Yapılacaklar:
• a. Mor Petrus ve Mor Pavlus Kilisesi yazısında "Soldan itibaren; Adil" sözlerinin geçtiği yerden başlayan kısmı, "büyük hasar gördü." sözlerinden sonra bitecek şekilde aynen yaz.
• b. Mor Petrus ve Mor Pavlus Kilisesi yazısında geçen bütün tarihleri ve yılları sırala.

Metin bölümü:
══════════════════════════════
Deprem, İnanç ve Yeniden Yapılanma: Adıyaman Mor Petrus ve Mor Pavlus Kilisesi'nin Öyküsü

Soldan itibaren; Adil Aktaş, M.Orhan  Alkaya, Metropolit  Melki Ürek, 
Nezir Kızılkaya,  Fikri Demirtaş 

6 Şubat 2023'te yaşadığımız ve 11 ilimizi derinden etkileyen deprem felaketinin üzerinden iki yıl geçti. On binlerce canımızı yitirdiğimiz, yüz binlerce yapıyı yerle bir eden bu acı olayda, bölgedeki ibadethanelerimiz ve kültürel miras alanlarımız da büyük hasar gördü.
Bu yıkımdan nasibini alan yapılardan biri de Adıyaman'da bulunan tarihi Mor Petrus ve Mor Pavlus Süryani Ortodoks Kilisesi oldu. 1701 yılında inşa edilen ve farklı dönemlerde restorasyon çalışmaları geçiren bu önemli yapı, ne yazık ki depremde ağır hasar alarak kullanılamaz hale geldi.
Tarihi ve kültürel değerleriyle öne çıkan bu kilisenin yeniden ibadete açılması için başlatılan restorasyon çalışmaları ise tüm hızıyla devam ediyor.

Bu önemli yapıyı ve Adıyaman’daki Süryani cemaatini ziyaret etmek amacıyla 4 Şubat 2025 tarihinde Malatya’dan Adıyaman’a bir ziyaret gerçekleştirdik. Heyetimizde Magma Dergisi yazarı ve fotoğraf sanatçısı Mahmut Orhan Alkaya, araştırmacı ve tarihçi yazar Nezir Kızılkaya, emekli eğitimci Adil Aktaş ve ben, emekli gezgin bir öğretmen olarak yer aldık. Ziyaretimiz sırasında, Adıyaman ve Çevre İlleri Metropoliti Mor Ğriğoriyos dostum Melki Ürek ile bir araya gelerek geçmiş olsun dileklerimizi ilettik.

Adıyaman da Malatya gibi deprem yaralarını sarmakla meşguldü. Adıyaman  ve Çevre İlleri Metropolitliği giriş kapısının sağ yanında asılan levhada, restorasyon çalışmalarının T.C Kültür ve Turizm Bakanlığı tarafından yürütüldüğü, kontrollüğün TC Vakıflar Genel Müdürlüğü Sanat Eserleri ve Yapı İşleri Daire Başkanlığı tarafından yapıldığı, yüklenici firmanın Kale Restorasyon Turizm İnşaat ve Kimya Ticaret Limited Şirketi olduğu, sözleşme tarihinin 18.5.2023 ve işin süresinin 720 gün olduğu belirtiliyordu.
══════════════════════════════
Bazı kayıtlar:
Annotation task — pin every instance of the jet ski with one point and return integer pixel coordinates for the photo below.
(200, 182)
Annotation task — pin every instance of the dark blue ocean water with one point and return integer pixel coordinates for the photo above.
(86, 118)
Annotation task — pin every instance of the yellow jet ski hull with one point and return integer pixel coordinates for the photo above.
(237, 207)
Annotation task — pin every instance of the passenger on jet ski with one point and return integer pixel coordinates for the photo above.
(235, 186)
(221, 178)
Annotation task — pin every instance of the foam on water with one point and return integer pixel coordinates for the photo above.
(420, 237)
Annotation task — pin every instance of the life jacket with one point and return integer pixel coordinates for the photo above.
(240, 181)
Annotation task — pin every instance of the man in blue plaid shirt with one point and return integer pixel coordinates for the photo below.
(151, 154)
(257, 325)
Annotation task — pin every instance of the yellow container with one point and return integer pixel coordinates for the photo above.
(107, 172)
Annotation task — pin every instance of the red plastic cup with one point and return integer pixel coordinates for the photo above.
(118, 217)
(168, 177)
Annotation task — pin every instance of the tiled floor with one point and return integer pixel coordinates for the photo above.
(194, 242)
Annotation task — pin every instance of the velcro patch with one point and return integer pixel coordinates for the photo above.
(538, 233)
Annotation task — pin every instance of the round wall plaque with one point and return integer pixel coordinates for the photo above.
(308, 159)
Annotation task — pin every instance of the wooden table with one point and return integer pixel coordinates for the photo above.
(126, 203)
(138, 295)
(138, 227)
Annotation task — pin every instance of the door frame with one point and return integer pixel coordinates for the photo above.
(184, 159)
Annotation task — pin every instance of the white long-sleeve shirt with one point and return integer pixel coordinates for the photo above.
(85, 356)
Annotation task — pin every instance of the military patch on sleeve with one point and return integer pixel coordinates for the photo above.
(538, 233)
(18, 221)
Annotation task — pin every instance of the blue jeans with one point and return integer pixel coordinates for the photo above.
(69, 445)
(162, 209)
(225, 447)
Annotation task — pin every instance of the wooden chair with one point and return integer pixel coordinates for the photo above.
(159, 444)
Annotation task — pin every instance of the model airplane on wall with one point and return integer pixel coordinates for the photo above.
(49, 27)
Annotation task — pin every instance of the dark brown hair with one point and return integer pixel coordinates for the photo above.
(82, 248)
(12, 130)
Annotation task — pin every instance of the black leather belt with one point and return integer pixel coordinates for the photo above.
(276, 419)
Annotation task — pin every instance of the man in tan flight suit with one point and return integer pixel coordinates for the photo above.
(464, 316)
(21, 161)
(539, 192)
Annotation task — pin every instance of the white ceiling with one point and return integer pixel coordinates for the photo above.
══════════════════════════════
Cevaplar:
• a.
Soldan itibaren; Adil Aktaş, M.Orhan  Alkaya, Metropolit  Melki Ürek, 
Nezir Kızılkaya,  Fikri Demirtaş 

6 Şubat 2023'te yaşadığımız ve 11 ilimizi derinden etkileyen deprem felaketinin üzerinden iki yıl geçti. On binlerce canımızı yitirdiğimiz, yüz binlerce yapıyı yerle bir eden bu acı olayda, bölgedeki ibadethanelerimiz ve kültürel miras alanlarımız da büyük hasar gördü.

• b.
- 6 Şubat 2023
- 1701
- 4 Şubat 2025
- 18.5.2023